WHAT YOU HAVE TO DO. Repeat the records word for word.

WORKING DATA.
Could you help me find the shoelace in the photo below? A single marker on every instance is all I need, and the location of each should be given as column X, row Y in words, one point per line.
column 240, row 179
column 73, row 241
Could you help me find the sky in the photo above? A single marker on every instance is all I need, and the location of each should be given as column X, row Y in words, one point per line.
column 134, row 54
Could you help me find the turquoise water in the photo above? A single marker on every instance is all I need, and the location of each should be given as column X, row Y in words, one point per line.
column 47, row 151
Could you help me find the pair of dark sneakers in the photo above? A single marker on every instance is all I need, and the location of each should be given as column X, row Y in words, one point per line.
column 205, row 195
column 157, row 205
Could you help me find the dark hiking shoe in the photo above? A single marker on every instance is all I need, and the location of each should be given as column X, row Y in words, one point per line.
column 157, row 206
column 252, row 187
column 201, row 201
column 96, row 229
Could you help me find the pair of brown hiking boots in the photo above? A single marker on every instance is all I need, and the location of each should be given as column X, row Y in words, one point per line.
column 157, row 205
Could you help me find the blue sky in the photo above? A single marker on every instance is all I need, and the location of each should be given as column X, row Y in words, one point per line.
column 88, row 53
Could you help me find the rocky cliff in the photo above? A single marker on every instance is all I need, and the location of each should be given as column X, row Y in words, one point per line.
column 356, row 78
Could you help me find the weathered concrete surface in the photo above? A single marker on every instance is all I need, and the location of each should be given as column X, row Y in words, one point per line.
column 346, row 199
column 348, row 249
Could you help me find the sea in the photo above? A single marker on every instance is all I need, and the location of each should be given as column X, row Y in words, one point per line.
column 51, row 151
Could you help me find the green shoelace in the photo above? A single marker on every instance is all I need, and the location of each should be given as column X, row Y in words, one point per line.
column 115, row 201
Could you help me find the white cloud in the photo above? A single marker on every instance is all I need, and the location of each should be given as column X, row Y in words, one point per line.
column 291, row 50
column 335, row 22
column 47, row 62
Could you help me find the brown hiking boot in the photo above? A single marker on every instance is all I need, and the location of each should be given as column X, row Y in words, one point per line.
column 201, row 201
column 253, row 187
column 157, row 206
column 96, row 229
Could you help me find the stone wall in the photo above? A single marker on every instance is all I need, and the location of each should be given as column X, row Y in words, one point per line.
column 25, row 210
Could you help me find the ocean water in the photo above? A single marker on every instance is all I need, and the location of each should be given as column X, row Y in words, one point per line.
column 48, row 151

REPLY.
Could you help me find the shoelace in the photo below? A single marker on every instance is all I need, and the location of each should be given as column X, row Y in words, one point per line.
column 240, row 179
column 73, row 241
Could you help me find the sky in the photo above? A single marker on every instance is all I need, and the location of each should be given as column X, row Y in words, one point per line.
column 134, row 54
Could you help me find the turquoise water in the photo above? A single marker on every instance is all I need, and the location of each should be given as column X, row Y in words, one point per line.
column 47, row 151
Could you help me find the pair of dark sneakers in the photo above? A single marker on every instance is all I need, and the location of each should be given as column X, row Y in words, one point per line.
column 205, row 195
column 157, row 205
Could you help me find the dark hiking shoe in the photo above? A single marker on every instance is all I need, and the location of each should be given as column X, row Y in words, one point per line.
column 157, row 206
column 252, row 187
column 201, row 201
column 96, row 229
Could you help me find the pair of brown hiking boots in the photo above? A single marker on every instance is all I need, and the location of each should be given as column X, row Y in words, one point per line.
column 157, row 205
Could you help me find the blue sky in the photo above? A single marker on every instance is all I need, and the location of each should be given as column X, row Y in words, one point per line.
column 88, row 53
Could you help me find the rocky cliff in the photo above? A single marker on every instance is all I need, and the location of each should be given as column X, row Y in words, one point per line.
column 356, row 78
Could you help me find the weathered concrete surface in the photo above? A single marker on every instance is all I need, and the location of each should be given as column X, row Y in words, one point per line.
column 346, row 199
column 348, row 249
Could you help me find the sea in the photo above? A single marker on every instance is all I need, and the location of each should be given as column X, row Y in words, one point per line.
column 51, row 151
Could you help me find the green shoelace in the photo above? A single marker on every instance is all I need, and the location of each should be given as column X, row Y in words, one point per line.
column 115, row 201
Could you help me find the white cloud in the photo above? A single marker on every instance is all I need, and the location of each should be given as column X, row Y in words, one point per line.
column 291, row 50
column 335, row 22
column 47, row 62
Could you help me find the brown hiking boot in the photo above? A single marker on every instance is all I need, and the location of each should be given as column X, row Y in words, one point per line.
column 201, row 201
column 253, row 187
column 157, row 206
column 96, row 229
Could you help me find the stone wall in the photo above? A single marker on every instance is all I need, and the location of each should be given as column X, row Y in words, one point per line.
column 25, row 210
Could you help me find the ocean water in the photo above? A single marker on every instance is all I need, and the location of each should be given as column X, row Y in words, one point per line.
column 48, row 151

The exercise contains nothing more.